::: Extract :::

A sense of security

Is the teenager in the car park with the laptop and the empty Pringles tin: (a) addicted to snack foods; (b) strange but probably harmless; or (c) a real threat to the security of your corporate data?

Think (c), if you want to protect your network. A Pringles tin is a tool chosen by hackers to boost the WiFi antennae on a laptop or handheld computer.


In practice: Vodafone UK

As a mobile network operator, Vodafone UK has hundreds of staff in the field at any one time. But the company’s mobile working strategy extends beyond simply engineering and sales personnel. Mobile working techniques are even used on site at Vodafone’s UK campus in Newbury, Berkshire.

GPRS (general packet radio services) is the most common way for Vodafone staff to access the company network on the move but, according to Lee Power, networks and information security manager at Vodafone UK, there is also demand for WiFi connections and broadband access from home.

“We use a number of security techniques, depending on the user’s circumstances and the hardware they have access to,” he says. “Our policy is also based around the type of information they handle. It is inappropriate for someone dealing with sensitive data to use a device that cannot be [adequately] secured, such as a PDA.”

The cornerstone of Vodafone’s set-up is virtual private network (VPN) access over GPRS. Access to corporate email is secured by using RSA’s SecureID tokens. This, Power says, works well in a relatively low bandwidth environment.

For employees with access to broadband connections, mostly when working from home, Vodafone has a suite of security applications, based around digital certificates. This provides high levels of security and is also easy to use but, Power says, is less appropriate to low-power devices such as PDAs. Instead, Vodafone has a small security client based around Microsoft’s ActiveSync technology.

:::

▶ Written request 1:
Write out the rows word for word, starting at the first row and ending at the line that contains "[210,66,234,90]", with both ends included. Leave the pictures out of your answer.
The article on mobile security and the rows have no connection to each other.

::: Dataset content :::

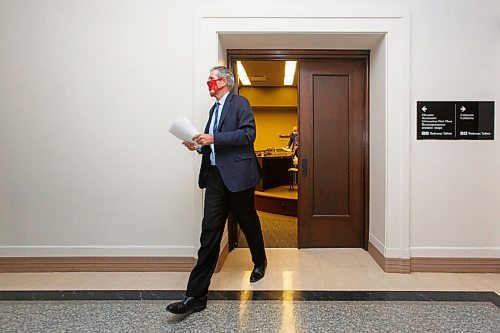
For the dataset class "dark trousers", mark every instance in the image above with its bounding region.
[186,167,266,297]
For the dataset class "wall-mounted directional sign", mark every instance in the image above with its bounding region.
[417,102,495,140]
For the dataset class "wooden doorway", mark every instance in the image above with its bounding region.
[227,50,370,250]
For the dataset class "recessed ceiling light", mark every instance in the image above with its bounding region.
[283,61,297,86]
[236,61,252,86]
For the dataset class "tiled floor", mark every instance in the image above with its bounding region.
[0,249,500,295]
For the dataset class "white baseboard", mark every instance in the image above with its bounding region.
[368,234,385,256]
[410,247,500,258]
[0,246,196,257]
[369,234,500,258]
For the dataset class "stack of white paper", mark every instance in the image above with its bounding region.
[168,117,200,143]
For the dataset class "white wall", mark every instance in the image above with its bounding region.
[411,1,500,257]
[0,0,199,256]
[0,0,500,257]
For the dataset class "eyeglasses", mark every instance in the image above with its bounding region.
[207,77,224,85]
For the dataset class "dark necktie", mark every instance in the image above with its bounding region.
[213,102,220,133]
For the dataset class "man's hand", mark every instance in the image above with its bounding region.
[182,141,196,151]
[193,134,214,146]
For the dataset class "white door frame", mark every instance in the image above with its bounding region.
[193,8,411,259]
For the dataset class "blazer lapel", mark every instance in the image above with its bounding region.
[205,104,215,134]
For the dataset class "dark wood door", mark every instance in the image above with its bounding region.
[298,59,368,247]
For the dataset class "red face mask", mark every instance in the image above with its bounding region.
[207,78,224,96]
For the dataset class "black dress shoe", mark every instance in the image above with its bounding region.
[167,296,207,314]
[250,260,267,283]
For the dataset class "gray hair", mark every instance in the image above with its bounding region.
[210,66,234,90]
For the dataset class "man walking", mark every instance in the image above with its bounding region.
[167,66,267,314]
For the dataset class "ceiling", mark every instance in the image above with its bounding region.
[240,60,297,87]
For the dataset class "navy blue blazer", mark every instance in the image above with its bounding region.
[198,92,262,192]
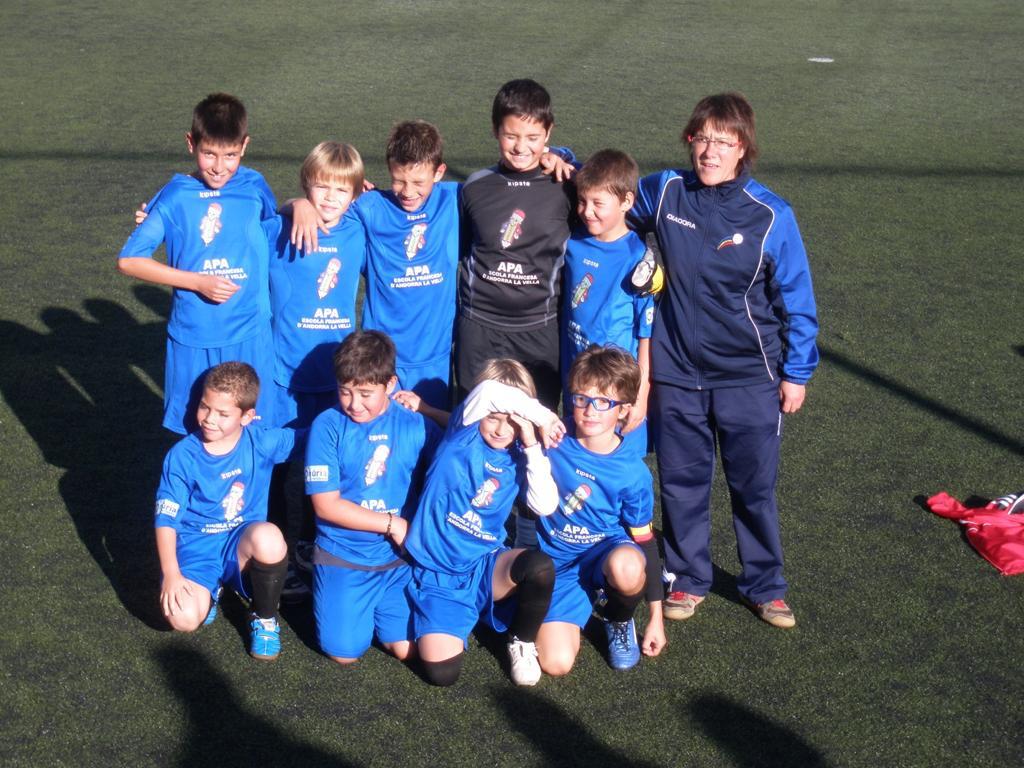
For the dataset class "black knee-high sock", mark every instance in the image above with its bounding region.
[603,585,643,622]
[299,494,316,542]
[509,549,555,643]
[249,557,288,618]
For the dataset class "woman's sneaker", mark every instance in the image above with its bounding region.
[743,597,797,630]
[662,592,705,622]
[249,613,281,662]
[508,637,541,685]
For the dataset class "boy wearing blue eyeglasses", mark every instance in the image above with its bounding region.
[537,344,667,676]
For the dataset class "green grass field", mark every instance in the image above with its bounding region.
[0,0,1024,766]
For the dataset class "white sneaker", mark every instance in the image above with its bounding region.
[508,637,541,685]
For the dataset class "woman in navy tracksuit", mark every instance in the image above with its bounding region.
[631,93,818,627]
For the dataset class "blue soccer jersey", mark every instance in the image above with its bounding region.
[266,216,366,392]
[538,435,654,562]
[406,423,525,573]
[561,230,654,378]
[305,402,440,566]
[156,426,296,535]
[350,187,459,378]
[120,166,276,347]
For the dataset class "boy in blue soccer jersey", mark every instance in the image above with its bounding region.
[406,360,563,685]
[156,361,296,660]
[561,150,654,438]
[265,141,366,602]
[305,331,440,664]
[293,120,459,409]
[118,93,276,434]
[537,345,667,675]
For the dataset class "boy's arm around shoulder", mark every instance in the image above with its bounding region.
[118,205,239,304]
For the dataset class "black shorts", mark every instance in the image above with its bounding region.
[455,315,562,413]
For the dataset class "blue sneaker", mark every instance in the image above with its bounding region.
[604,618,640,670]
[249,613,281,662]
[202,584,224,627]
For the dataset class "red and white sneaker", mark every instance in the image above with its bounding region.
[743,598,797,630]
[662,592,705,622]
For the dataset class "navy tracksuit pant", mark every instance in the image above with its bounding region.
[651,382,786,603]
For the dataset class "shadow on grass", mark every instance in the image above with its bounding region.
[684,694,828,768]
[819,346,1024,456]
[490,687,653,768]
[156,648,357,768]
[0,286,175,628]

:::

▶ Written request 2:
From the article on mobile security, extract the passage starting at "A sense of security" and ending at "in Newbury, Berkshire.", word for word.

▶ Worked answer 1:
For the dataset class "dark trousers", mark every instance in the image above with its bounding region.
[186,167,266,297]
For the dataset class "wall-mounted directional sign", mark every instance in the image above with its bounding region.
[417,102,495,140]
For the dataset class "wooden doorway", mark every instance in the image above with its bounding region.
[227,50,370,250]
For the dataset class "recessed ceiling light", mark every instance in the image above with its bounding region.
[283,61,297,86]
[236,61,252,86]
For the dataset class "tiled floor", mark every instance in the image above with its bounding region.
[0,249,500,295]
For the dataset class "white baseboard", mark every instance in the image above with its bounding region.
[368,234,385,256]
[410,247,500,258]
[0,246,196,257]
[369,234,500,258]
For the dataset class "stack of white paper", mark every instance in the image above with its bounding region.
[168,117,200,143]
For the dataset class "white wall", mark every instance in the image above with its bounding region.
[411,1,500,257]
[0,0,199,256]
[0,0,500,257]
For the dataset class "eyeglasses", mark every instance in the image above with its bounding region.
[207,77,224,85]
For the dataset class "dark necktie", mark every instance in the image above with its bounding region.
[213,102,220,133]
For the dataset class "man's hand", mark every instance in the image above with its bounding region.
[182,141,196,151]
[193,134,214,146]
For the dataset class "white door frame", mark every instance in the image above with its bounding region.
[193,8,411,259]
For the dataset class "blazer lapel", mark every instance in the image above with its bounding region.
[205,104,215,134]
For the dataset class "dark wood door", mark every instance in the image above with its bounding region.
[298,59,368,247]
For the dataset class "red face mask", mark every instance in the image above with its bounding region.
[207,78,224,96]
For the dataset class "black dress shoe", mark every instance in the image above with its bounding region.
[167,296,207,314]
[250,260,267,283]
For the dataset class "gray hair", mark every instance in the image above with its bounding region.
[210,66,234,90]

▶ Worked answer 2:
A sense of security

Is the teenager in the car park with the laptop and the empty Pringles tin: (a) addicted to snack foods; (b) strange but probably harmless; or (c) a real threat to the security of your corporate data?

Think (c), if you want to protect your network. A Pringles tin is a tool chosen by hackers to boost the WiFi antennae on a laptop or handheld computer.


In practice: Vodafone UK

As a mobile network operator, Vodafone UK has hundreds of staff in the field at any one time. But the company’s mobile working strategy extends beyond simply engineering and sales personnel. Mobile working techniques are even used on site at Vodafone’s UK campus in Newbury, Berkshire.